→ Quoted passage:
Optimistic Commercial Real Estate Outlook Varies by Sector
Commercial real estate executives have an optimistic but staggered outlook for the next 12 months, reported Transwestern, Houston.
The bi-annual Transwestern Commercial Real Estate Market Sentiment Survey interviewed 33 brokers and analysts. Respondents said they expect the industrial and medical office sectors to see continued growth and noted market expectations have improved for the office and retail sectors, both of which suffered during the pandemic.
“The commercial real estate recovery will be staggered, especially for office and retail due to the continued unpredictability of COVID-19 mutations,” said Elizabeth Norton, Senior Managing Director of Research Services with Transwestern. “However, we believe office tenants will begin to come off the sidelines in the coming months as several tenants who pushed the pause button will need to make a lease decision. Office construction is slowing and landlords are holding asking rents relatively steady, so organizations that are growing or simply looking to upgrade space may choose to explore what’s available and potentially lock in favorable concessions.”
Norton said the U.S. office market index averaged 103.5, well above the 61.8 registered one year ago but slightly below the 106.9 figure seen at year-end 2019.
“Results predict an uptick in leasing and walkthroughs over the next 12 months, as well as flat asking rents and higher concession packages,” the report said. “Safety and public transportation concerns fueled interest in relocating to the suburbs; however, it’s expected that demand will shift back to central business districts post-pandemic.”

→ Provided material:
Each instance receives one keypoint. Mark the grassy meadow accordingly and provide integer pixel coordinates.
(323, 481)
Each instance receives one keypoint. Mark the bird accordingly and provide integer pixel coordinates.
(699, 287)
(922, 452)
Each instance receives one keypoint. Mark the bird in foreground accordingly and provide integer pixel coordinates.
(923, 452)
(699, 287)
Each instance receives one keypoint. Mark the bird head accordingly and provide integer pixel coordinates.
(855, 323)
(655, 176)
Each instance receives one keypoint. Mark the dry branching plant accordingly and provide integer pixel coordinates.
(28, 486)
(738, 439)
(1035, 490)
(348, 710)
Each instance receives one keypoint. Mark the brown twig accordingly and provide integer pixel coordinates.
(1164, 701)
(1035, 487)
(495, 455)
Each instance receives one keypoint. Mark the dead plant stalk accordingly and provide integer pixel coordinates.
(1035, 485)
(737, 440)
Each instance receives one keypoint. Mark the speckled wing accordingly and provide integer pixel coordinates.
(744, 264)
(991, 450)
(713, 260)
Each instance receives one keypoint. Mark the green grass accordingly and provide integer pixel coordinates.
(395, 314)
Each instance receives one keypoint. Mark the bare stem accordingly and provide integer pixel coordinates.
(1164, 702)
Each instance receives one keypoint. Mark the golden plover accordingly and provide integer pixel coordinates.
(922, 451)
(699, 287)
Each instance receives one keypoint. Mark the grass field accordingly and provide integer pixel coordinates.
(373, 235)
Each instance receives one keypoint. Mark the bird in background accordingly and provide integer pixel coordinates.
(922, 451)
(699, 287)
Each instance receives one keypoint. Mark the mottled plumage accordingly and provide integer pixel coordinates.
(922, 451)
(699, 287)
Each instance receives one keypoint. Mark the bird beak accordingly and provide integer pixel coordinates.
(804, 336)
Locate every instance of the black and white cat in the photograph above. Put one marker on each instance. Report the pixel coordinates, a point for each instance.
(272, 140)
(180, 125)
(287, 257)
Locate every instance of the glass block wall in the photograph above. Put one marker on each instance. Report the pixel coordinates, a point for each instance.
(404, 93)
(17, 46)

→ Parts of the exercise:
- 1) Write out the commercial real estate outlook article word for word, beginning at the words "Optimistic Commercial Real" and stopping after "during the pandemic.".
- 2) According to the commercial real estate outlook article, how many brokers and analysts did the Transwestern survey interview?
- 3) Extend the commercial real estate outlook article by continuing it from its final sentence.
The records that come after the article are separate material and have nothing to do with it.

→ Answers below:
- 1)
Optimistic Commercial Real Estate Outlook Varies by Sector
Commercial real estate executives have an optimistic but staggered outlook for the next 12 months, reported Transwestern, Houston.
The bi-annual Transwestern Commercial Real Estate Market Sentiment Survey interviewed 33 brokers and analysts. Respondents said they expect the industrial and medical office sectors to see continued growth and noted market expectations have improved for the office and retail sectors, both of which suffered during the pandemic.

- 2) 33

- 3)
The U.S. medical office index averaged 137.7 after falling to 90.1 a year ago from 106.9 at year-end 2019. Though post-pandemic recovery demand could amplify the demand for medical office product, some brokers and analysts expressed concern that rising construction costs and lack of inventory will cause tenants to consider alternative spaces.
The U.S. industrial market index reached 150.6, up significantly from the 104.4 figure seen a year ago and 116.2 at year-end 2019. “Leasing velocity and tenant prospects are expected to rise over the next 12 months with distribution and logistics companies leading the way,” Transwestern said. “The high demand and low supply of quality product is expected to result in increased asking rents and a slight decrease in concessions.”
The U.S. retail index improved to 120.3 from 52.1 a year ago and 95.8 at year-end 2019. Analysts said they expect to see increased retail, travel and leisure spending as consumers have more disposable income available.